_Ausgangstext_.
Drei Jahre nach ihrem desaströsen Absturz in Hamburg rüsten sich die Christdemokraten für die Bürgerschaftswahl. Spitzenkandidat Dietrich Wersich dürfte vor allem eines brauchen: einen langen Atem.

Als Dietrich Wersich vom Landesvorstand zum Spitzenkandidaten der CDU bei der Hamburger Bürgerschaftswahl im Februar 2015 nominiert wird, schaltet der 50-Jährige umgehend auf Attacke. Mit harten Worten greift der sonst so umgängliche Oppositionsführer die Person an, die im beginnenden Wahlkampf allerorten präsent zu sein scheint, auch wenn sie gar nicht anwesend ist: Olaf Scholz, allein regierender Bürgermeister, der auch im kommenden Jahr schwer zu schlagen sein dürfte; der Amtsinhaber, an dem sich die politische Konkurrenz abarbeitet.

„Die Bilanz des Scholz-Senats ist ernüchternd“, sagt auch Wersich bei seiner Nominierung. Die SPD habe viele Weichen falsch gestellt. Die Senatoren seien blass, der rote Filz regiere und die SPD tue so, als ob die Stadt ihr gehöre. „Scholz irrt, wenn er davon ausgeht, es reiche, die ,Folgen des Wachstums‘ zu bewältigen“, so Wersich, das Wachstum selbst müsse gestaltet werden. Scholz und immer wieder Scholz.

Manche dieser Sätze mögen im Wahlkampf verfangen. Sie sind so, wie Wersich selbst ist: durchdacht, mit einigem intellektuellen Anspruch und neuerdings ziemlicher Angriffslust. Aber der Christdemokrat ist lange genug in der Politik, um zu wissen, dass seine Partei bei dieser Bürgerschaftswahl nur vier Jahre nach dem Absturz der CDU von einer, sagen wir, Außenseiterposition startet. Von 21,9 Prozent 2011 hat sich die CDU in Meinungsumfragen zuletzt auf 24 Prozent hochgearbeitet. Die SPD kommt allerdings auf fast das Doppelte. Das Rennen, sagt Wersich dennoch, sei offener als vielfach geglaubt werde.

Mit wem regieren?

Dabei tut sich die CDU schwer, angesichts dieser Zahlenverhältnisse eine glaubhafte Machtoption zu formulieren, die ihre Wähler mobilisieren könnte. Mit wem regieren? Etwas vage verweist man in der Partei auf die Grünen und die FDP – sowie auf die Alternative für Deutschland (AfD), die auch das andere Lager kosten könnte. Eine Zusammenarbeit mit der AfD schließt die CDU „momentan“ aus.

_Daten dieser Übung_.

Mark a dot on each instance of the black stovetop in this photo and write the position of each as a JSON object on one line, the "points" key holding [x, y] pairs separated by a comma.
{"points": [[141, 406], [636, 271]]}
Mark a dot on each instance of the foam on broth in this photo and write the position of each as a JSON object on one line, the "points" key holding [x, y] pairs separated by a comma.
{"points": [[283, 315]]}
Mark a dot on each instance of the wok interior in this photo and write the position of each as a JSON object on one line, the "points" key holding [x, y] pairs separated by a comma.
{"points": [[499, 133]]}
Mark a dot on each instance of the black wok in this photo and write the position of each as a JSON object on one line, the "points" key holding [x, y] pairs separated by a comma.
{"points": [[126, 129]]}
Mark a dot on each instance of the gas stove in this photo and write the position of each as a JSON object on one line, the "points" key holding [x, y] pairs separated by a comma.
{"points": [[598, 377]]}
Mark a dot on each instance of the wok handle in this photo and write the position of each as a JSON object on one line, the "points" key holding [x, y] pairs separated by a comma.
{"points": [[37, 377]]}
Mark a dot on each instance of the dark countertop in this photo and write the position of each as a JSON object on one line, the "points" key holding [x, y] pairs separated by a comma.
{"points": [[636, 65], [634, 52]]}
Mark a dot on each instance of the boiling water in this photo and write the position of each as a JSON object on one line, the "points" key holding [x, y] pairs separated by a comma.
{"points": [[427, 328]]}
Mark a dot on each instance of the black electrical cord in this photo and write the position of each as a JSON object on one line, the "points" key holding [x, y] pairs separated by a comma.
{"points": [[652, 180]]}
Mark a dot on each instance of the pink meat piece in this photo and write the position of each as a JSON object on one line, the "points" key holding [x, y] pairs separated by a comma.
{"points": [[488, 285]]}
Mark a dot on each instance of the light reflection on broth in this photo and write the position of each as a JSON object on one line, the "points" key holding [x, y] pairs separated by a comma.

_Aufgabe 1_. Bitte gib die Einträge als Markdown-Tabelle mit den Spalten „Nr“ und „Inhalt“ wieder, beginnend mit der Zeile mit „Mark a dot on each instance of the black electrical“ und weiter bis einschließlich der letzten Zeile der Einträge. Leerzeilen lässt du weg.
_Aufgabe 2_. Schreib den Artikel über die Hamburger CDU vor der Bürgerschaftswahl im Anschluss an seinen letzten Satz weiter.

_Endgültige Antwort 1_.
| Nr | Inhalt |
|---|---|
| 1 | Mark a dot on each instance of the black electrical cord in this photo and write the position of each as a JSON object on one line, the "points" key holding [x, y] pairs separated by a comma. |
| 2 | {"points": [[652, 180]]} |
| 3 | Mark a dot on each instance of the pink meat piece in this photo and write the position of each as a JSON object on one line, the "points" key holding [x, y] pairs separated by a comma. |
| 4 | {"points": [[488, 285]]} |
| 5 | Mark a dot on each instance of the light reflection on broth in this photo and write the position of each as a JSON object on one line, the "points" key holding [x, y] pairs separated by a comma. |

_Endgültige Antwort 2_.
Parteichef Marcus Weinberg formuliert selbstbewusst: „Wenn wir bei der Wahl deutlich an Stimmen zulegen, werden wir daraus einen Regierungsanspruch ableiten.“ Das beschwört die Erinnerung an 2001, als die CDU nur 21,9 Prozent der Stimmen erhielt, Ole von Beust aber mithilfe von FDP und Schill-Partei Bürgermeister wurde.

Wie Weinberg denkt auch Spitzenkandidat Wersich, der vor einigen Jahren zu Fuß die Alpen überquerte, ohnehin in längeren Prozessen. Als der frühere Sozialsenator nach der Wahlniederlage mit überraschender Entschlossenheit nach dem Fraktionsvorsitz griff, wusste er, dass viel Aufbauarbeit vor seiner Mannschaft liegt. Zusammen mit Weinberg ging es Wersich auch darum, den Rechtsschwenk des Kurzzeit-Bürgermeisters Christoph Ahlhaus zu korrigieren, das Hinterzimmer-Gekungel einiger CDU-Granden zu beenden und an die liberale großstädtische Tradition der Partei zu Zeiten von Beusts anzuknüpfen.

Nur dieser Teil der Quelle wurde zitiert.